Requirement:
Copy every row below word for word, and leave the pictures out.

════

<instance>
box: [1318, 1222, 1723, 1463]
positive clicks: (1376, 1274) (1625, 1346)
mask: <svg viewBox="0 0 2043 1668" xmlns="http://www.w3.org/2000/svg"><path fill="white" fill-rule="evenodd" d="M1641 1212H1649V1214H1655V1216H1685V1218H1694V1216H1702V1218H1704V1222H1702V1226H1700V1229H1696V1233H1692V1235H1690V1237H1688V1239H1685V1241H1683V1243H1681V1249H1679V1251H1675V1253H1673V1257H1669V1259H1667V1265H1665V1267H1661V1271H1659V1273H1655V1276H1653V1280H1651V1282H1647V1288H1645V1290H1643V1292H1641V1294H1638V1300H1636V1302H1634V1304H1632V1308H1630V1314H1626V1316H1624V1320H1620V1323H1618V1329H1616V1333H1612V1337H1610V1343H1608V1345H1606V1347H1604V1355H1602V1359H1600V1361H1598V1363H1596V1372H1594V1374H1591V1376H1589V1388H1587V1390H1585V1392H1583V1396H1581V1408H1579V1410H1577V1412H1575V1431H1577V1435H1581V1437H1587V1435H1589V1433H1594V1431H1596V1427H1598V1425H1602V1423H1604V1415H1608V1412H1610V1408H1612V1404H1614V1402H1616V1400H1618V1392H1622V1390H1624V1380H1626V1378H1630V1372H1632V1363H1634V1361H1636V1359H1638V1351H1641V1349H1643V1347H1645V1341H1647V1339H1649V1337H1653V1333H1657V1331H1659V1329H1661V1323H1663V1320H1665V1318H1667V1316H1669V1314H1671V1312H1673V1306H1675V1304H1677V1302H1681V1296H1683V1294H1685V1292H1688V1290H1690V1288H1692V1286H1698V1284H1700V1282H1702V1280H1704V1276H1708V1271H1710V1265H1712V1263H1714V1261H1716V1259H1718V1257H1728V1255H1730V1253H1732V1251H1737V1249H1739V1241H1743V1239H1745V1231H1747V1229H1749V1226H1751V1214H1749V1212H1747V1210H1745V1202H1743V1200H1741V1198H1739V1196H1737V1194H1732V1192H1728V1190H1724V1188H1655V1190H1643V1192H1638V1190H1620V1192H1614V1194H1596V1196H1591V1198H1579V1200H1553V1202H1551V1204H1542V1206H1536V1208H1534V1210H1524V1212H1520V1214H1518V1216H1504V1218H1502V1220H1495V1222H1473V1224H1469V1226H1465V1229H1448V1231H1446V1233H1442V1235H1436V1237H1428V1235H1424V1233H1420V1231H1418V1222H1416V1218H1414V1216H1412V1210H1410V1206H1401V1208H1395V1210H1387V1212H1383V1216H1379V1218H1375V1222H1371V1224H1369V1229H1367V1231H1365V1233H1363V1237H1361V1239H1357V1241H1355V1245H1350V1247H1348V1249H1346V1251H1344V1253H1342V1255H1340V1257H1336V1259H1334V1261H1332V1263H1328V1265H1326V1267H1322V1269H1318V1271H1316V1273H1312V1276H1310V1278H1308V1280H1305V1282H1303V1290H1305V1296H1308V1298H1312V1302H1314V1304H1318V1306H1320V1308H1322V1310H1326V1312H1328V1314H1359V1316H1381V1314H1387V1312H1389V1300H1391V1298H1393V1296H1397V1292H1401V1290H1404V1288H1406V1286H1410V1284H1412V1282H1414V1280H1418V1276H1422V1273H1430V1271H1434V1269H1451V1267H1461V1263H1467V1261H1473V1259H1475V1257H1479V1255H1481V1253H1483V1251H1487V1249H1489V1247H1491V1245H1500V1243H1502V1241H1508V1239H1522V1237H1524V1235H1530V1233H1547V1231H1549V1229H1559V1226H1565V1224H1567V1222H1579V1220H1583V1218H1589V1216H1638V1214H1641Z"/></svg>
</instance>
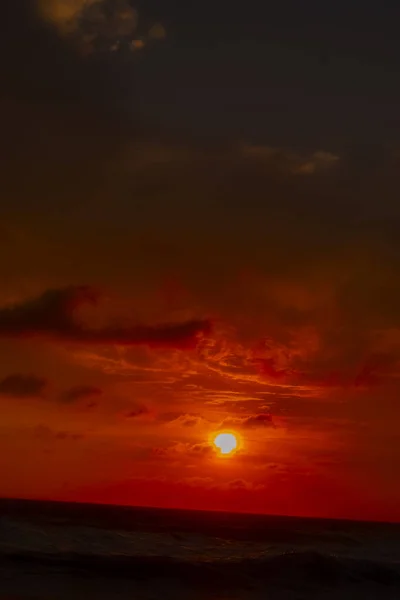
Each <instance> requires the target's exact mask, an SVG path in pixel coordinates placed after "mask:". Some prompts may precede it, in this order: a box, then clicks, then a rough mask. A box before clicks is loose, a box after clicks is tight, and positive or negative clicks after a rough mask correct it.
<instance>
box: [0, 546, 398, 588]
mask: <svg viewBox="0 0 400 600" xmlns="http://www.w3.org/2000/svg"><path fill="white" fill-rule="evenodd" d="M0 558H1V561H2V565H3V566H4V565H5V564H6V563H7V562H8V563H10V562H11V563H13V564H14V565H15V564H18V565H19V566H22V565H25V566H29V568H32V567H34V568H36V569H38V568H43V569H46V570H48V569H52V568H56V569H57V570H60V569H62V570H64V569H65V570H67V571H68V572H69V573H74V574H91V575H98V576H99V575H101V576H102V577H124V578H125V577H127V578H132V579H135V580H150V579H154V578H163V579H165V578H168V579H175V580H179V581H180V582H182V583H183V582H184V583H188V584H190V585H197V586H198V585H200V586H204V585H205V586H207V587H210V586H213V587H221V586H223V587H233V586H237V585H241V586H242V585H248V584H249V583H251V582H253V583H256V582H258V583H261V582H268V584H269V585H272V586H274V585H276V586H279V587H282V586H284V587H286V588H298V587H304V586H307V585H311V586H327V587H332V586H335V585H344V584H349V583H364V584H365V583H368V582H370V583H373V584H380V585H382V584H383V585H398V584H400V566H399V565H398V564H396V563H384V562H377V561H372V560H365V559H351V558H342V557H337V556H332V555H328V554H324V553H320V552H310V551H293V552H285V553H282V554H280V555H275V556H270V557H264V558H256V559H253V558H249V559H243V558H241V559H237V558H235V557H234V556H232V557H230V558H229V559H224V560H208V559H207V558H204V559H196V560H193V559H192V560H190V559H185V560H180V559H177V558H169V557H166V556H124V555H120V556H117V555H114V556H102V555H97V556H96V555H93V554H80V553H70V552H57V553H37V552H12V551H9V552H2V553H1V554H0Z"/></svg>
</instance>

════

Your solution:
<instance>
box: [1318, 1222, 1723, 1463]
positive clicks: (1376, 1274) (1625, 1346)
mask: <svg viewBox="0 0 2043 1668" xmlns="http://www.w3.org/2000/svg"><path fill="white" fill-rule="evenodd" d="M1641 1212H1649V1214H1655V1216H1685V1218H1694V1216H1702V1218H1704V1222H1702V1226H1700V1229H1696V1233H1692V1235H1690V1237H1688V1239H1685V1241H1683V1243H1681V1249H1679V1251H1675V1253H1673V1257H1669V1259H1667V1265H1665V1267H1661V1271H1659V1273H1655V1276H1653V1280H1651V1282H1647V1288H1645V1290H1643V1292H1641V1294H1638V1300H1636V1302H1634V1304H1632V1308H1630V1314H1626V1316H1624V1320H1620V1323H1618V1329H1616V1333H1612V1337H1610V1343H1608V1345H1606V1347H1604V1355H1602V1359H1600V1361H1598V1363H1596V1372H1594V1374H1591V1376H1589V1388H1587V1390H1585V1392H1583V1396H1581V1408H1579V1410H1577V1412H1575V1431H1577V1435H1581V1437H1587V1435H1589V1433H1594V1431H1596V1427H1598V1425H1602V1423H1604V1415H1608V1412H1610V1408H1612V1404H1614V1402H1616V1400H1618V1392H1622V1390H1624V1380H1626V1378H1630V1372H1632V1363H1634V1361H1636V1359H1638V1351H1641V1349H1643V1347H1645V1341H1647V1339H1649V1337H1653V1333H1657V1331H1659V1329H1661V1323H1663V1320H1665V1318H1667V1316H1669V1314H1671V1312H1673V1306H1675V1304H1677V1302H1681V1296H1683V1294H1685V1292H1688V1290H1690V1288H1692V1286H1698V1284H1700V1282H1702V1280H1704V1276H1708V1271H1710V1265H1712V1263H1714V1261H1716V1259H1718V1257H1728V1255H1730V1253H1732V1251H1737V1249H1739V1241H1743V1239H1745V1231H1747V1229H1749V1226H1751V1214H1749V1212H1747V1210H1745V1202H1743V1200H1741V1198H1739V1196H1737V1194H1732V1192H1728V1190H1724V1188H1655V1190H1643V1192H1638V1190H1620V1192H1614V1194H1596V1196H1591V1198H1579V1200H1553V1202H1551V1204H1542V1206H1536V1208H1534V1210H1524V1212H1520V1214H1518V1216H1504V1218H1502V1220H1495V1222H1473V1224H1469V1226H1465V1229H1448V1231H1446V1233H1442V1235H1436V1237H1428V1235H1424V1233H1420V1231H1418V1222H1416V1218H1414V1216H1412V1210H1410V1206H1401V1208H1395V1210H1387V1212H1383V1216H1379V1218H1375V1222H1371V1224H1369V1229H1367V1231H1365V1233H1363V1237H1361V1239H1357V1241H1355V1245H1350V1247H1348V1249H1346V1251H1344V1253H1342V1255H1340V1257H1336V1259H1334V1261H1332V1263H1328V1265H1326V1267H1322V1269H1318V1271H1316V1273H1312V1276H1310V1278H1308V1280H1305V1282H1303V1290H1305V1296H1308V1298H1312V1302H1314V1304H1318V1306H1320V1308H1322V1310H1326V1312H1328V1314H1359V1316H1381V1314H1387V1312H1389V1300H1391V1298H1393V1296H1397V1292H1401V1290H1404V1288H1406V1286H1410V1284H1412V1282H1414V1280H1418V1276H1422V1273H1430V1271H1434V1269H1451V1267H1461V1263H1467V1261H1473V1259H1475V1257H1479V1255H1481V1253H1483V1251H1487V1249H1489V1247H1491V1245H1500V1243H1502V1241H1508V1239H1522V1237H1524V1235H1530V1233H1547V1231H1549V1229H1559V1226H1565V1224H1567V1222H1579V1220H1583V1218H1589V1216H1638V1214H1641Z"/></svg>
</instance>
Each <instance> requires the target's exact mask, an SVG path in pixel coordinates placed after "mask:". Some prompts may precede it, in this order: a box, then clicks, then a rough mask. A box before clicks is loose, a box after clicks is tight, and positive or negative clicks after a rough mask correct it.
<instance>
box: [0, 546, 398, 588]
mask: <svg viewBox="0 0 400 600" xmlns="http://www.w3.org/2000/svg"><path fill="white" fill-rule="evenodd" d="M0 558H1V561H2V565H3V566H4V565H5V564H6V563H7V562H8V563H10V562H11V563H13V564H14V565H15V564H18V565H19V566H22V565H25V566H29V568H32V567H34V568H36V569H38V568H43V569H46V570H48V569H52V568H56V569H57V570H60V569H62V570H64V569H65V570H67V571H68V572H69V573H74V574H91V575H98V576H99V575H101V576H102V577H124V578H125V577H127V578H132V579H135V580H150V579H154V578H163V579H165V578H168V579H175V580H179V581H180V582H182V583H183V582H184V583H188V584H190V585H197V586H198V585H200V586H204V585H205V586H207V587H210V586H213V587H221V586H223V587H233V586H237V585H241V586H242V585H248V584H249V583H251V582H253V583H256V582H258V583H261V582H268V584H269V585H272V586H274V585H276V586H279V587H282V586H284V587H286V588H298V587H304V586H307V585H311V586H327V587H332V586H335V585H344V584H349V583H364V584H365V583H368V582H370V583H373V584H380V585H382V584H383V585H398V584H400V566H399V565H398V564H396V563H384V562H377V561H372V560H365V559H351V558H342V557H337V556H332V555H328V554H324V553H320V552H310V551H293V552H285V553H282V554H280V555H275V556H270V557H264V558H256V559H253V558H249V559H243V558H241V559H237V558H235V557H234V556H232V557H230V558H229V559H224V560H208V559H207V558H204V559H196V560H193V559H192V560H190V559H185V560H180V559H177V558H169V557H166V556H124V555H120V556H117V555H114V556H102V555H97V556H96V555H93V554H80V553H70V552H57V553H37V552H12V551H9V552H2V553H1V554H0Z"/></svg>
</instance>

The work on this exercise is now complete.